== Instructions to follow ==
Rewrite the items below with every "single dot" changed to "single point" and all else left as it is, omitting the pictures.
## begin Data provided
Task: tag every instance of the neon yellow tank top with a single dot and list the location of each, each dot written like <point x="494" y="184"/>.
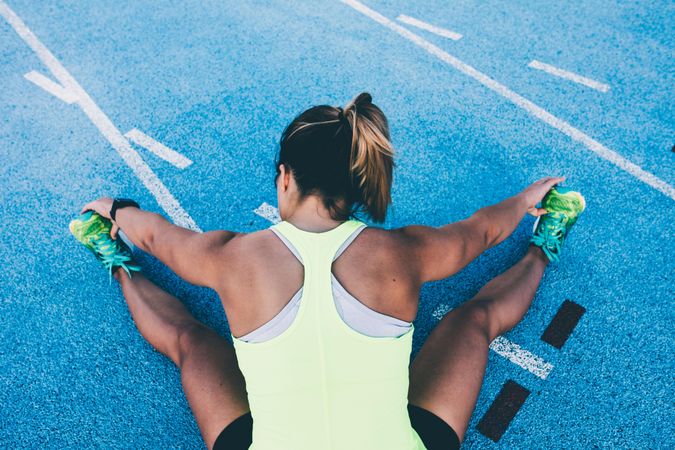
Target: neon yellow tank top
<point x="320" y="385"/>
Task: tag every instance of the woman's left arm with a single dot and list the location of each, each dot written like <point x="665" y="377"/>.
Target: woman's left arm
<point x="196" y="257"/>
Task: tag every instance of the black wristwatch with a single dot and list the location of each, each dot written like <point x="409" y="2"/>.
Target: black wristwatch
<point x="121" y="203"/>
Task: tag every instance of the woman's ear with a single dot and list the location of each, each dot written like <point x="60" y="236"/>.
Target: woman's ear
<point x="285" y="177"/>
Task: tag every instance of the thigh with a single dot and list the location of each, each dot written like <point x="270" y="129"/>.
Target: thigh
<point x="213" y="384"/>
<point x="447" y="373"/>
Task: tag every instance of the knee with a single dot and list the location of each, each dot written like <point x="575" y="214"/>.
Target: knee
<point x="189" y="338"/>
<point x="478" y="314"/>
## end Data provided
== Result of the exercise ==
Task: tag every instance of the neon yellow tank top with a single point and list the location of each, each dot written like <point x="494" y="184"/>.
Target: neon yellow tank top
<point x="320" y="385"/>
Task: tag every instance of the woman's left arm with a single point and list the location of each, each dot written like <point x="665" y="377"/>.
Target: woman's left arm
<point x="196" y="257"/>
Task: tag every instance of the black wristwatch with a single point and list the location of each, each dot written like <point x="409" y="2"/>.
Target: black wristwatch
<point x="121" y="203"/>
Task: tag every instance of the woman's ear with a single point and list the location of each, each dot written like <point x="60" y="236"/>.
Target: woman's ear
<point x="285" y="177"/>
Task: tag every instance of the thigh with a single point and list the location of each, each dot written like <point x="270" y="129"/>.
Target: thigh
<point x="213" y="384"/>
<point x="447" y="373"/>
Task: tag every instance of the knee with a single point and list the location of each, each dot written like <point x="575" y="214"/>.
Target: knee
<point x="189" y="338"/>
<point x="478" y="314"/>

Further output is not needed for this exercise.